Extracted data:
○ ○ ○ ○ ○

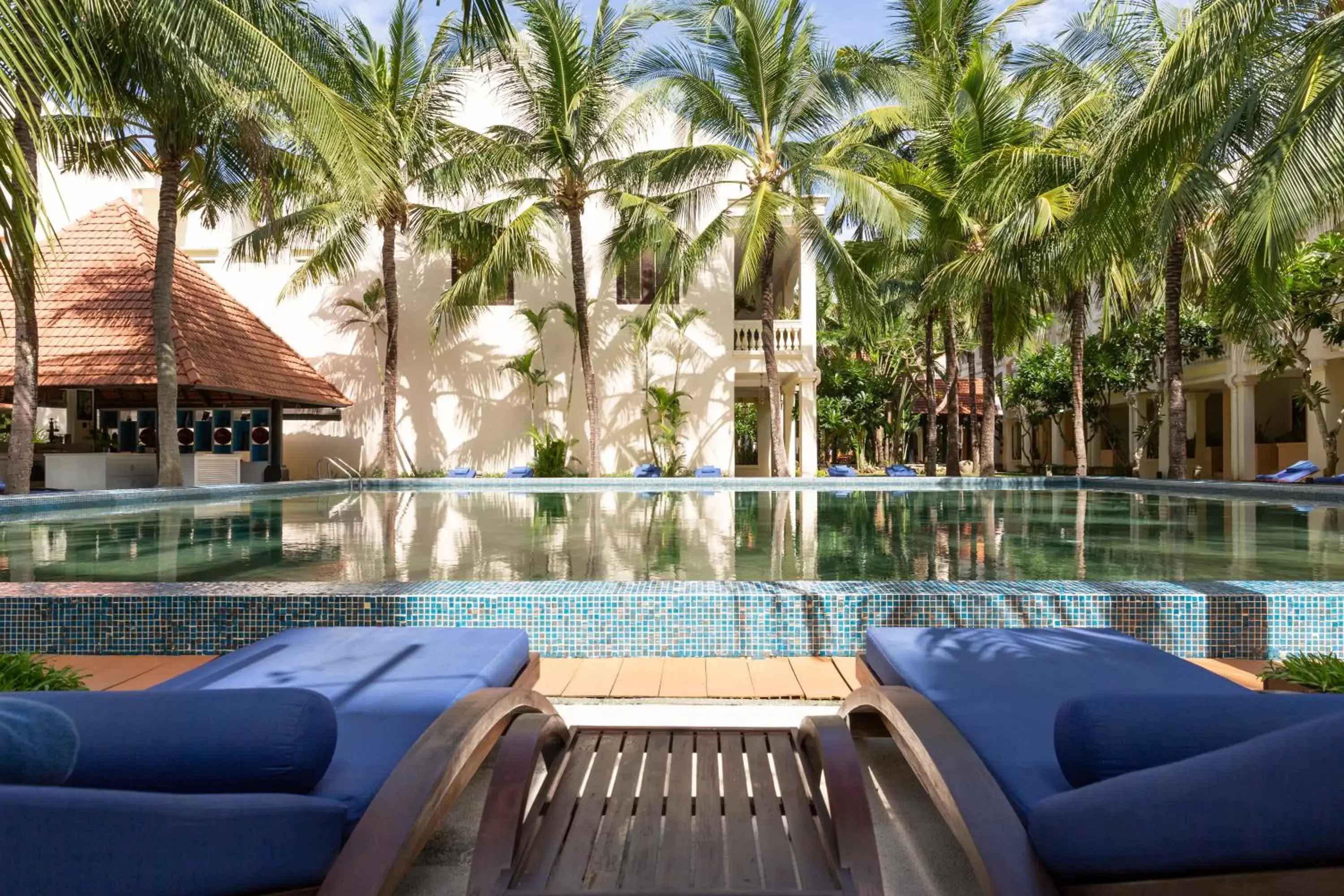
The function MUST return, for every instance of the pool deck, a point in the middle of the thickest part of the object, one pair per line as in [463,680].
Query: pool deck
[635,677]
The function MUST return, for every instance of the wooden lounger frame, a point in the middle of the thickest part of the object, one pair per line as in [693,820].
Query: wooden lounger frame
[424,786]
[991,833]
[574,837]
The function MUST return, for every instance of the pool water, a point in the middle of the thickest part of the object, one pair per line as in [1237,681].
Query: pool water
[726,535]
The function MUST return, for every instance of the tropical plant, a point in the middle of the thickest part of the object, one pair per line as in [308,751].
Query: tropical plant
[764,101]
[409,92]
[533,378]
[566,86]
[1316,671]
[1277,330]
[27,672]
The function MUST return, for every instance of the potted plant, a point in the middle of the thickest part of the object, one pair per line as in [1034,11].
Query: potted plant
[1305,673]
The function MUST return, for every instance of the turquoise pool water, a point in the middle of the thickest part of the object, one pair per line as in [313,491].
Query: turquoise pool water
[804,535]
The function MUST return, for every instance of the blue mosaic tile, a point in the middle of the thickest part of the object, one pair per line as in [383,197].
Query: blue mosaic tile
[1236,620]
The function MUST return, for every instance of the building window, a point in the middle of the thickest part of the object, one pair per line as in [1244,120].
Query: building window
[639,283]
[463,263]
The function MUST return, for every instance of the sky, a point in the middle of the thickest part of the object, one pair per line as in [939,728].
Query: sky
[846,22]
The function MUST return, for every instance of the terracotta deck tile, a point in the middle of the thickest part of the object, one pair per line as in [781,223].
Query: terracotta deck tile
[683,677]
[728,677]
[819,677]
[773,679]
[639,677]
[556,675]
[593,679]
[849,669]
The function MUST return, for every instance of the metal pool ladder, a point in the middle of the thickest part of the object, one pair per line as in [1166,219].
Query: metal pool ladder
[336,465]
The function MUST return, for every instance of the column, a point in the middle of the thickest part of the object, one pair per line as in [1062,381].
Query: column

○ ○ ○ ○ ○

Exercise requirements: Set down every record exactly, without the pictures.

Solution for this problem:
The function MUST return, for every instance of the pool deck, a point in the middle of the thickest part of the object, one pair per line as in [463,680].
Query: pool deck
[635,677]
The function MUST return, for every instance of the wooden lounger frame, a point in the middle of the thickest part of the object, one pair per line as in [693,820].
Query: wooden lounger frame
[424,786]
[991,833]
[574,837]
The function MUST return, for every instance of the pool water, a point in the middle of the thickest part of the object, one pair per line as in [1237,681].
Query: pool water
[726,535]
The function MUST return, for every instance of the tropical plant, a point in the middle of the thickest part of the object, one pair per line as in [308,751].
Query: tropical plant
[764,101]
[409,92]
[533,378]
[566,86]
[1316,671]
[1277,330]
[27,672]
The function MUST return, for every instance of the potted plant, a point in the middle of the thickest part of the object, one pair per line as in [1034,11].
Query: potted plant
[1305,673]
The function MUST return, for every instance of the turquoise pool water, a point in the middle of the thickest part of the object, one pair per line as in [313,491].
Query: turquoise pool water
[804,535]
The function MUST return, for every instance of the blue mosaic tile, a point in the middle of the thickest part of the object, one pair per line as in [383,197].
Query: blue mosaic tile
[1236,620]
The function MUST return, for every instance of the building window, a point in the middle of the thickest part of the object, one pair per line as in [1244,120].
Query: building window
[639,283]
[463,263]
The function MUST return, for every instance of the sky, a point in the middle of the thickest part of the object, one pair per line as in [939,728].
Query: sky
[846,22]
The function MUST return, for every instance of the terracotta deck tile, a point in the middle of the thickest part of the object, one pair per line as in [781,223].
Query: terracotta deck tile
[683,677]
[728,677]
[819,677]
[773,679]
[639,677]
[556,675]
[593,679]
[849,669]
The function MUST return, for every instance of the metal pool ladder, a point in the middle of the thickest part of the object, one pair per line as in [1166,219].
Query: metal pool ladder
[336,465]
The function MUST return, for every instance of the column, a point in the middle of the thickest part of the object, one pair per line as in [1062,381].
Query: column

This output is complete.